* **Exercise details**:
Return, word for word, the lines from the very first one up to and including the line with "POLYGON ((237 425, 314".

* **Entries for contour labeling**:
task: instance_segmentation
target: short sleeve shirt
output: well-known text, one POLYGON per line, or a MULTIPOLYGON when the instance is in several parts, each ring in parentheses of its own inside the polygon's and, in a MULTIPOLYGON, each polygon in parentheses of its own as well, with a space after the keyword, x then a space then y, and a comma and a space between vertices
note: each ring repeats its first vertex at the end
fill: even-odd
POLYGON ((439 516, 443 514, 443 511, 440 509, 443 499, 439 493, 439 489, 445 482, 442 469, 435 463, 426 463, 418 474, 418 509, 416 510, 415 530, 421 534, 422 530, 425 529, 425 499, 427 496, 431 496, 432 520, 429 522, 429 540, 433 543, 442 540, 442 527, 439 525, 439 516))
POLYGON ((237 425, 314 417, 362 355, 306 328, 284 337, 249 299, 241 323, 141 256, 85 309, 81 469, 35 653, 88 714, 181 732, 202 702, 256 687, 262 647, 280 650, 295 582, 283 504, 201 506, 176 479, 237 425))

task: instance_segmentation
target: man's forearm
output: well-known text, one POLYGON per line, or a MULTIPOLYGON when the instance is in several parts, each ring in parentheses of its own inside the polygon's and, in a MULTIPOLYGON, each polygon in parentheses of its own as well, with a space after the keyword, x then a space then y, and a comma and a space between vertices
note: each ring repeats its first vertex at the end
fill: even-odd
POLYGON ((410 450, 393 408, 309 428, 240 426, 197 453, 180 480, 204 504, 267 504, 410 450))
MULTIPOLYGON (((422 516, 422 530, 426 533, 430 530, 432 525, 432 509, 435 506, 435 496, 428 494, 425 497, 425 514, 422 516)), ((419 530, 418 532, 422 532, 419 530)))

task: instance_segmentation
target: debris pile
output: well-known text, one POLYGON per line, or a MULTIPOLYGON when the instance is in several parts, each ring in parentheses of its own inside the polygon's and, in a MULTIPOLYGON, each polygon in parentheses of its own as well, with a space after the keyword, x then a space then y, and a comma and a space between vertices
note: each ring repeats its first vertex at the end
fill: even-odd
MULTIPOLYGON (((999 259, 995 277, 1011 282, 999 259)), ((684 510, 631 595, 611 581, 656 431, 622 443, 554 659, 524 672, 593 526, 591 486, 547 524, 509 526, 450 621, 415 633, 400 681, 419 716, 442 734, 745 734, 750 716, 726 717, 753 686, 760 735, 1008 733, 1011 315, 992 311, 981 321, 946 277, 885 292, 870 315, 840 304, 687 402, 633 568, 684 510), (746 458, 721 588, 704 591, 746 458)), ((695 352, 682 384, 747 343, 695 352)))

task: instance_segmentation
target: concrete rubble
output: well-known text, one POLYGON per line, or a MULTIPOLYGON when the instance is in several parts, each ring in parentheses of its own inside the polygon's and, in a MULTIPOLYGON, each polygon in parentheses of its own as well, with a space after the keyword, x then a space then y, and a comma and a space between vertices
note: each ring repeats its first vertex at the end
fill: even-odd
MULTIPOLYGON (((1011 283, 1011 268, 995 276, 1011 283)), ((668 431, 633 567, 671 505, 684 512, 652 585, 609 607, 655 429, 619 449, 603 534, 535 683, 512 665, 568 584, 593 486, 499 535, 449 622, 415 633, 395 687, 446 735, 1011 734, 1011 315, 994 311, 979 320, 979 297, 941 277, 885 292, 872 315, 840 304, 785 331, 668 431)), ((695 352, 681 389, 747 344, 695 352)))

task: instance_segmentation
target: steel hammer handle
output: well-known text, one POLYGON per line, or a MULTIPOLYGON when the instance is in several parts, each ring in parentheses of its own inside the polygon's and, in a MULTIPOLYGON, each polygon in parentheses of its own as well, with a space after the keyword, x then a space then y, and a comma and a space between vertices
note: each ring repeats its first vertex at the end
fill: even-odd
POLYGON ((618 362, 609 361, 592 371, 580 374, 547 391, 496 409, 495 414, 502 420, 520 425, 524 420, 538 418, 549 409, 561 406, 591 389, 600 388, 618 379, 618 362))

* **Answer in full**:
task: instance_segmentation
target: short sleeve shirt
output: well-known text, one POLYGON per line, or a MULTIPOLYGON when the instance is in several parts, each ring in parentheses of its own inside the polygon's and, in a MULTIPOLYGON, each polygon in parentheses of its own as well, with a space after the keyword, x then a space then y, and a comma and a space between vertices
note: each ring repeats its first vertex at the end
fill: even-odd
POLYGON ((439 516, 443 514, 443 511, 440 509, 443 499, 439 493, 439 489, 445 482, 442 469, 435 463, 426 463, 418 474, 418 509, 416 510, 415 530, 421 534, 422 530, 425 529, 425 499, 427 496, 431 496, 432 520, 429 522, 429 540, 433 543, 442 540, 442 527, 439 525, 439 516))
POLYGON ((237 425, 314 417, 362 355, 306 328, 284 337, 249 299, 241 323, 141 256, 85 309, 81 469, 35 653, 88 714, 181 732, 202 702, 256 687, 262 647, 280 650, 295 582, 283 504, 201 506, 176 479, 237 425))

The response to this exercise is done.